┌──

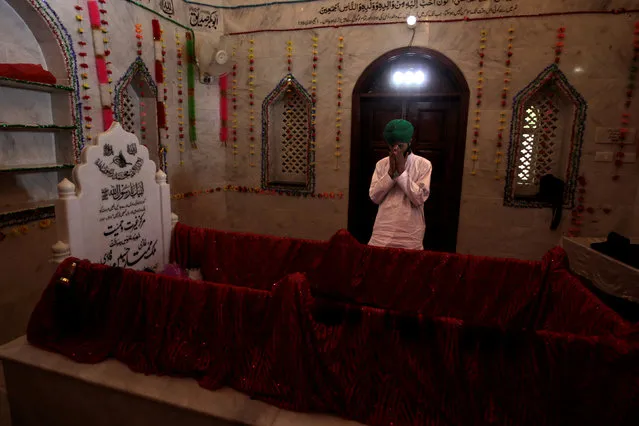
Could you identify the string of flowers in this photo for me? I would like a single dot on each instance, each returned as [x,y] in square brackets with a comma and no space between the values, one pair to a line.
[577,213]
[314,92]
[499,154]
[257,190]
[289,54]
[480,88]
[105,44]
[180,92]
[99,31]
[139,37]
[162,122]
[234,102]
[559,46]
[338,112]
[251,103]
[165,97]
[84,72]
[625,115]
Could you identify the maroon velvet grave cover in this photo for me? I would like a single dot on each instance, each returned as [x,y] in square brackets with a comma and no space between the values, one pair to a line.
[379,336]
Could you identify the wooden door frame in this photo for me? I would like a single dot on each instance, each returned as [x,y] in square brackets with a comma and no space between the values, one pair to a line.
[462,90]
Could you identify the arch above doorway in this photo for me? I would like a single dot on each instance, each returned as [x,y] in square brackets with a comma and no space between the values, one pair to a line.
[438,109]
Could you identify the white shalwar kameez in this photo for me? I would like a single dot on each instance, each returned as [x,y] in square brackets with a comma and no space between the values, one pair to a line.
[400,218]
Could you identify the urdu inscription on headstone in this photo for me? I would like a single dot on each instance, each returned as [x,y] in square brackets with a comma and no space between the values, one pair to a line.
[119,212]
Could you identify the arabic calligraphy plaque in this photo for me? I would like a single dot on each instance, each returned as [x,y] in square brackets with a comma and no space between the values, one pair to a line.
[121,203]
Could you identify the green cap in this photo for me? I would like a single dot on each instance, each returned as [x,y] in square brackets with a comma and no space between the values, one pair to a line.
[398,131]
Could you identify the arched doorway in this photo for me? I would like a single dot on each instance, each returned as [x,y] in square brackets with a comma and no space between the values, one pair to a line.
[438,108]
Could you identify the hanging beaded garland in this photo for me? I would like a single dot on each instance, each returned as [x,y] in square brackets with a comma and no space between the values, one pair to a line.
[289,55]
[180,95]
[338,112]
[559,46]
[314,92]
[84,71]
[625,115]
[251,83]
[499,154]
[234,120]
[480,88]
[576,220]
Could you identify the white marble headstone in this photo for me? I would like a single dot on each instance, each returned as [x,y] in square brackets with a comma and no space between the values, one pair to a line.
[118,213]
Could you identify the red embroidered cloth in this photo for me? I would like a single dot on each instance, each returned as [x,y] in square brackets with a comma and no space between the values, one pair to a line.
[480,344]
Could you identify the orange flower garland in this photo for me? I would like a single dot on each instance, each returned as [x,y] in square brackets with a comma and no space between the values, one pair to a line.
[251,83]
[578,212]
[338,112]
[559,46]
[234,104]
[180,93]
[84,72]
[480,87]
[499,154]
[314,92]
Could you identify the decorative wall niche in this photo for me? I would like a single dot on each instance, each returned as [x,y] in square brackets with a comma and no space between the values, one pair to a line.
[135,109]
[40,136]
[546,137]
[288,154]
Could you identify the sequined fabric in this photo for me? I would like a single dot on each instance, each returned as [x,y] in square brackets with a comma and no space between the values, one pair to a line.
[444,340]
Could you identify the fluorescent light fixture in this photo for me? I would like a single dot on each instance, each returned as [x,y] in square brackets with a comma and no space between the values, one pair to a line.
[408,78]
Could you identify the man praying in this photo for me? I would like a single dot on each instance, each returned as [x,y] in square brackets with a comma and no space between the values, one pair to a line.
[400,186]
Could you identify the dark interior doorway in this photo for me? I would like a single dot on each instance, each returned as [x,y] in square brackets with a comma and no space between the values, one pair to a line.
[438,108]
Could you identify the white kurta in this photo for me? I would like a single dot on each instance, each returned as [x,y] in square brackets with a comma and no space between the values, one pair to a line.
[400,218]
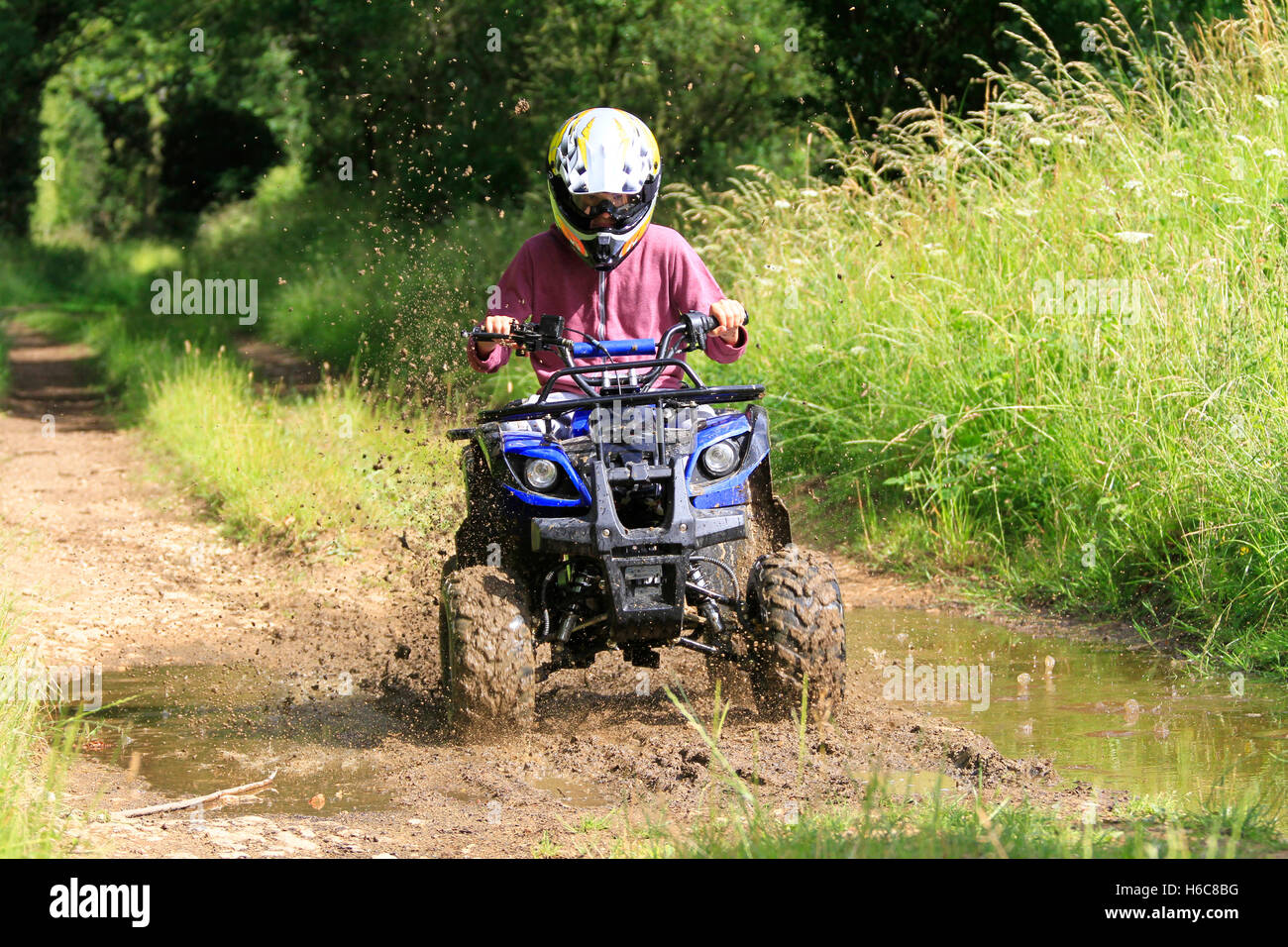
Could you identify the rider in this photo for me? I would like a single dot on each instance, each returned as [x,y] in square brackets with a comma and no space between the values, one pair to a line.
[603,170]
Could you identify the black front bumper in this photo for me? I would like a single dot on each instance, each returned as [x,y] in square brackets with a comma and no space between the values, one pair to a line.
[645,569]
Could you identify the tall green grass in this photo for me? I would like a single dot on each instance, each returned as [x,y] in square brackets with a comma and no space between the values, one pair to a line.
[292,471]
[1070,450]
[954,408]
[33,759]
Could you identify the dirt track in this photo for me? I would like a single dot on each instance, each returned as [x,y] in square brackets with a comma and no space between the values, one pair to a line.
[111,565]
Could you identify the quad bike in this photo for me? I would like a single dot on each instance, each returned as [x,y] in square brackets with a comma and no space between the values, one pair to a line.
[631,518]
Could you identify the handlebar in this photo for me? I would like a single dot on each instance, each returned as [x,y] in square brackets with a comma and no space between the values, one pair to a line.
[548,334]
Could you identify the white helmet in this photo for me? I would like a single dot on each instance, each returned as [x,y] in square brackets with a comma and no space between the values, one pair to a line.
[603,151]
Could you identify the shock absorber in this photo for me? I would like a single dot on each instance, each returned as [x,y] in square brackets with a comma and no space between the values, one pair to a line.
[707,607]
[576,590]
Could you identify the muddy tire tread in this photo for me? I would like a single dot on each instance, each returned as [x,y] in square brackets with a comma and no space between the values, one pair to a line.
[487,648]
[798,629]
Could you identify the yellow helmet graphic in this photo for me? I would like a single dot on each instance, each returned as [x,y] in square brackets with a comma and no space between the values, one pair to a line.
[610,155]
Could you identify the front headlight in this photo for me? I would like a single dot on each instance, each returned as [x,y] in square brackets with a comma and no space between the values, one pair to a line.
[720,458]
[540,474]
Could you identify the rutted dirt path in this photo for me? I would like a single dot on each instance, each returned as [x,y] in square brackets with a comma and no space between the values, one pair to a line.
[111,565]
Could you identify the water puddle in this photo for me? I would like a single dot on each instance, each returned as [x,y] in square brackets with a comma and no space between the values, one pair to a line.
[192,731]
[909,784]
[1128,720]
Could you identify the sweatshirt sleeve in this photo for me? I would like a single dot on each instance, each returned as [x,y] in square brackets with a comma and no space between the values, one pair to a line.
[511,298]
[695,289]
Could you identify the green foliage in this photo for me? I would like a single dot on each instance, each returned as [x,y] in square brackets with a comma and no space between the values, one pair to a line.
[932,348]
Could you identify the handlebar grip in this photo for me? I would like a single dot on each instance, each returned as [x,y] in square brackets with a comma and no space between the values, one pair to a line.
[707,322]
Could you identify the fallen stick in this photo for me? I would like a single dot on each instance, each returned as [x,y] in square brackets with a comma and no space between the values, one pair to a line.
[198,800]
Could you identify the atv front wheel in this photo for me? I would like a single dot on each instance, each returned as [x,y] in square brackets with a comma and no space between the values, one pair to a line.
[487,648]
[795,625]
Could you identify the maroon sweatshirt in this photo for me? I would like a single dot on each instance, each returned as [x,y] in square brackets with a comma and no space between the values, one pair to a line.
[639,299]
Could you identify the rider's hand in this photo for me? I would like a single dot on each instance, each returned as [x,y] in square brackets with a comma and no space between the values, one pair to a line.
[493,324]
[730,316]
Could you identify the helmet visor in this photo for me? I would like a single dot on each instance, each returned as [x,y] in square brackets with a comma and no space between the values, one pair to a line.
[584,209]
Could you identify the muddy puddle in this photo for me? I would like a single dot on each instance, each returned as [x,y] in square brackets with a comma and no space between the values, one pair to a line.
[192,731]
[1125,720]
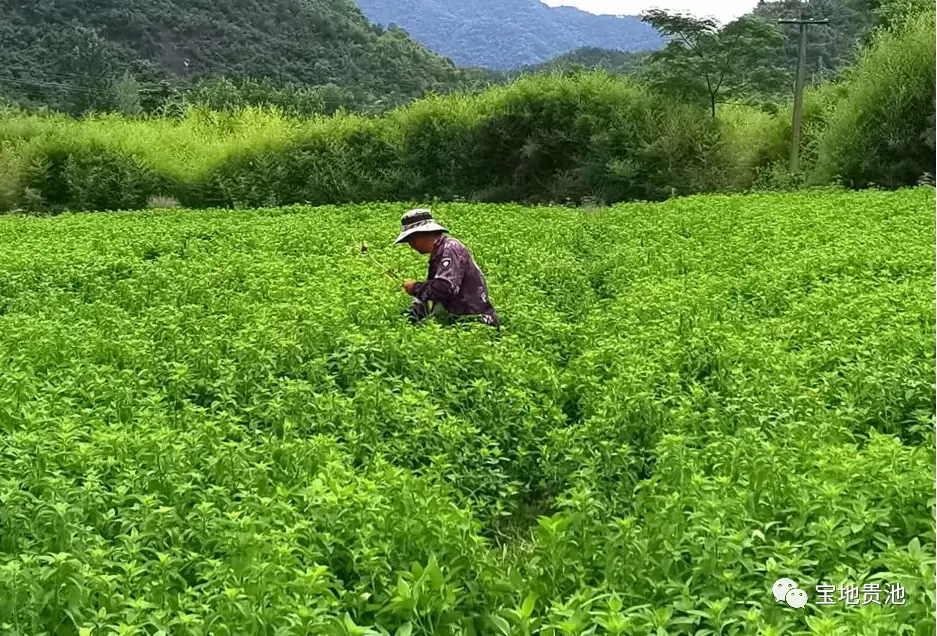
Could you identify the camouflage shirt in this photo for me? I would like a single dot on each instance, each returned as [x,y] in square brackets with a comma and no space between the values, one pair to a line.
[455,281]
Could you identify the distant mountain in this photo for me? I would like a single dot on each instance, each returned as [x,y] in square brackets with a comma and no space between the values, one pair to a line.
[506,34]
[72,54]
[588,58]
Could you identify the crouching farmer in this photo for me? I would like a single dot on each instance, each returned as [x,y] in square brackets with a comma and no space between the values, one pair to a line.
[455,283]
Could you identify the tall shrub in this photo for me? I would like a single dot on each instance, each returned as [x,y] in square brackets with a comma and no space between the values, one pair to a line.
[883,131]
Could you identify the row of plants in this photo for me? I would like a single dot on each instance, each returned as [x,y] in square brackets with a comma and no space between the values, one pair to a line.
[219,422]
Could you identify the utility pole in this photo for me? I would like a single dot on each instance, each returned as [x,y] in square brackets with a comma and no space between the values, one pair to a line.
[799,87]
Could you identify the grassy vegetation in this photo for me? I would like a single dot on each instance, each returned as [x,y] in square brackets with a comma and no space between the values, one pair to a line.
[219,422]
[541,139]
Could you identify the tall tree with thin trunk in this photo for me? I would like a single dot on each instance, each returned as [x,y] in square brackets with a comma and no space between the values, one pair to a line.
[715,64]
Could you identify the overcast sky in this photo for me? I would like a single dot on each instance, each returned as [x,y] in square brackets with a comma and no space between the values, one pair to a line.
[723,11]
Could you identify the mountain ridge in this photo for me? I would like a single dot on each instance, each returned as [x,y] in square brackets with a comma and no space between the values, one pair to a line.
[508,34]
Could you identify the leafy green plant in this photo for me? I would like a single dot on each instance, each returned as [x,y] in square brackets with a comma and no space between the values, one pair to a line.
[216,422]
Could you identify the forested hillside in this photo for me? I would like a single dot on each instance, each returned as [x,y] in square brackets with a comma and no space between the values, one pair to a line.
[505,34]
[74,55]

└──

*The problem:*
Leave out every line before the one containing "Could you identify the mountain"; set down that line and all remaining lines of the material exactly.

*Solution to the exercise:*
Could you identify the mountain ridge in this photo for me? I would like a single dot on each instance, each returned as [x,y] in square brackets with a comma and no space between the values, one pair to a line.
[508,34]
Could you identify the leafy green plant in this photo for me? I would like a single dot on each instance, each returned as [x,y] in square brackets with a comma and no space between the values, one pair to a line.
[216,422]
Could you identify the forested hillside in this photo for me? I would like a single dot on each instance, each returned as [x,y] in square brackets with a comma and no space between the values, one pair to a line.
[505,34]
[74,55]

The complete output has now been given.